[What to do]
Within the entries below, find the portion that opens with the line containing "Where can the wood grain" and closes with the line containing "Where can the shortbread". Retype that portion exactly and only.

[Input records]
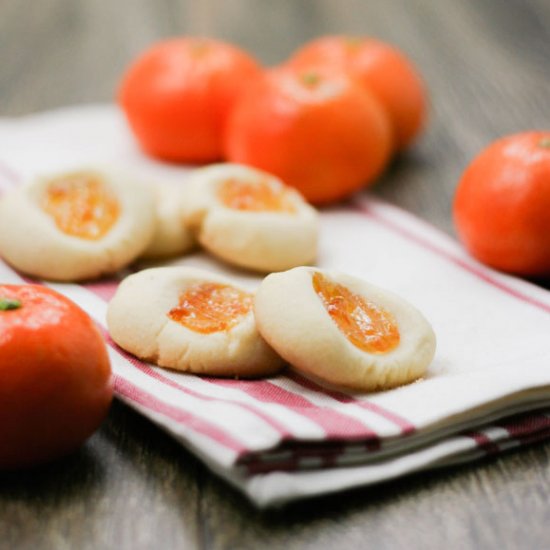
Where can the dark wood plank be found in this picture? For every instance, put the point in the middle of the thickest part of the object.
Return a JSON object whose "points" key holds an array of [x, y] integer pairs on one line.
{"points": [[485, 63]]}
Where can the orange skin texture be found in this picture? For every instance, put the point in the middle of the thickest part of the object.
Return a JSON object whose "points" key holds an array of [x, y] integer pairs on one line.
{"points": [[381, 69], [319, 133], [177, 95], [502, 205], [55, 377]]}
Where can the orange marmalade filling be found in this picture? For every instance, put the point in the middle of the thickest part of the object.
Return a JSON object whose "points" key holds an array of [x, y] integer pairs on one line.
{"points": [[81, 206], [365, 324], [257, 196], [211, 307]]}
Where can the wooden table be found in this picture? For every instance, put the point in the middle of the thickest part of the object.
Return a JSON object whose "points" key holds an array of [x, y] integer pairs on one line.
{"points": [[487, 65]]}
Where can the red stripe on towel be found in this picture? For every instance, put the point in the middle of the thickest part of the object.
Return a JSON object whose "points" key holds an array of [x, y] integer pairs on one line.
{"points": [[136, 394]]}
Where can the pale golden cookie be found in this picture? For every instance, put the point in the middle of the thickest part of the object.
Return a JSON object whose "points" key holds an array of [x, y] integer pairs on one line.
{"points": [[172, 237], [250, 218], [76, 225], [190, 320], [343, 330]]}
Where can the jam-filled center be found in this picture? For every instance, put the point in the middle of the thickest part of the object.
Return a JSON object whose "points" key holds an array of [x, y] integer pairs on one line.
{"points": [[365, 324], [211, 307], [261, 195], [81, 205]]}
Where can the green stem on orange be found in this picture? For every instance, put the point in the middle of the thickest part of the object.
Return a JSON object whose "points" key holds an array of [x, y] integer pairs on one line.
{"points": [[9, 303]]}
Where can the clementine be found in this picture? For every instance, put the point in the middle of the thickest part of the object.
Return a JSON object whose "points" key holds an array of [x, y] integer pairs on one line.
{"points": [[318, 132], [382, 69], [55, 376], [177, 94], [502, 205]]}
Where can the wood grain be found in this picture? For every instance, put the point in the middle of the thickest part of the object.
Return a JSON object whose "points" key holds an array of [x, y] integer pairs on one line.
{"points": [[486, 64]]}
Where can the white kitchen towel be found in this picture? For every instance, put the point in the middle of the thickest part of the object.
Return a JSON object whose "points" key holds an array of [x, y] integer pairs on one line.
{"points": [[287, 437]]}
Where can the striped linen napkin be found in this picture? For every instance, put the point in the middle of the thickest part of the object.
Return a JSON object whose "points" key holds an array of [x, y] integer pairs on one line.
{"points": [[286, 437]]}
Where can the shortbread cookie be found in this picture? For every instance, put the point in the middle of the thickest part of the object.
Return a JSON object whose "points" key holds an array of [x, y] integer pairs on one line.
{"points": [[76, 225], [343, 330], [172, 237], [190, 320], [250, 218]]}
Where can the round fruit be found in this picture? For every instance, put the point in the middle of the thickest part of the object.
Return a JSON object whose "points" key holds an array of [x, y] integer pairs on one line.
{"points": [[318, 132], [178, 93], [502, 205], [55, 376], [382, 69]]}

[Output for this exercise]
Where can the wood grain be found in this picture? For every instance, put the point in the middle of the thickest part of the object.
Return a JSON object whose "points" key holds an array of [x, y] integer pairs on one line.
{"points": [[486, 64]]}
Where can the white kitchen towel be found in this picture? For every instance, put the point in the middle of the thickest part of the object.
Return a JSON object whose "points" key holds an array of [x, y] integer pairs on one line.
{"points": [[287, 437]]}
Where can the striped linen napkin be found in this picture? For every instance, put the point in the middle of the thickest part of the object.
Return a JSON object whose "points" key holds an array of [x, y] integer pairs on one line.
{"points": [[286, 437]]}
Where can the shortbread cookie be found in this picture? For every instance, put the point in the middle of the thickest part of the object.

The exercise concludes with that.